The Nashville Predators begin a three game road trip against the Pacific Division with tonight’s game against the Vegas Golden Knights. Will Nashville be able to keep up its hot play, or will the “Vegas Flu” claim another victim? Who will stand out, what should you be watching for, and why does it matter? All of this and more below.
The Golden Knights
After falling down early in the year for a number of reasons (injuries being the primary one), the Golden Knights have rounded back into form and reclaimed their position as arguably the best team in the Pacific Division. The Knights are a well-rounded roster with the ability to beat you multiple ways, making them a problem matchup for any team that’s unlucky enough to bump into them.
Vegas drives play at a top 10 level by both xGF and CF percentages at 5-on-5, but they’ve got the capability to win via star power and sheer shooting talent alone. Fortunately for Nashville, much of that scoring prowess is still working through the aforementioned injury bug that swept through the roster earlier in the year. Max Pacioretty and Mark Stone are currently expected to remain sidelined, although Stone’s situation was described as “day-to-day” in head coach Peter DeBoer’s most recent update.
The injury woes don’t stop there; Vegas netminder and de-facto starter Robin Lehner is listed as day-to-day with a malady as well. That the Knights are second in the Pacific by points percentage without all of these pieces is a testament to how strong their roster is, and things should only get better as the year progresses. With Jack Eichel and the injured players set to boost the existing roster, Vegas is set to regain their standing as an elite Cup contender soon.
For now, Nashville is getting a hard-nosed team that drives play along the wings. Vegas has been notorious under Peter DeBoer for getting impressive results out of middling centers; they’ve achieved this by largely contracting out much of the outlet and exit support functions to the wingers, allowing their centermen more time to make decisions. That Chandler Stephenson, of all people, is scoring at a point-per-game pace says a lot about how effective this is.
The Predators will be best served by toeing the line of physicality and pressing Vegas to the perimeter early in zone entries. Taking aggressive gaps on approaching puck carriers and pushing them wide earlier might force the centers to make more skilled plays, which would be to the Knights’ detriment. Countering the Vegas forecheck with quick outlets from their own end might help, too.

---*---

_List of tasks_:
[a] According to the game preview, which Vegas player is scoring at a point-per-game pace?
[b] Pick up the Predators–Golden Knights game preview after its last sentence and carry it forward.

_Source data_:
---*---

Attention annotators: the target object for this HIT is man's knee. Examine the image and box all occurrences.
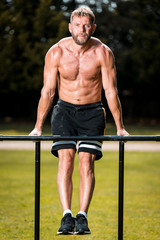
[58,149,75,174]
[79,152,95,174]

---*---

_Responses in order_:
[a] Chandler Stephenson.

[b]
The Preds enter this game hot off of a 6-1 pulverizing of the Chicago Blackhawks at home to ring in 2022. However, when you look into the deeper process of how that game went, it was arguably one of the least impressive outings the roster has had in the past few weeks. That says a lot about the kind of hockey that John Hynes and co. have their roster playing right now.
In Nashville’s last 10 contests, the boys in Gold & Blue haven’t dipped below the 50 percent mark in xGF percentage outside of the Chicago game on New Year’s Day and the Avalanche game back on Dec. 16, 2021. The Chicago game marked the first outing over this span where the team fell below the 50 percent mark in CF percentage. Simply put, the Predators have been producing results in line with what a legitimately strong playoff team looks like.
This is something that hasn’t been seen since around 2019, so it’s worthy of some outward praise. Even if the overall season numbers don’t look as impressive (14th in CF percentage, 11th in xGF percentage at 5-on-5), they’re diluted by the awful start to the year that this team labored under. It’s worth mentioning that the Predators haven’t exactly been dominating titans of the analytics world, with the most difficult opponent faced being a Rangers team riding on Igor Shestyorkin’s titanium shoulders, but nonetheless they’ve been a dangerous hockey team when looking at the process, rather than just the scoring.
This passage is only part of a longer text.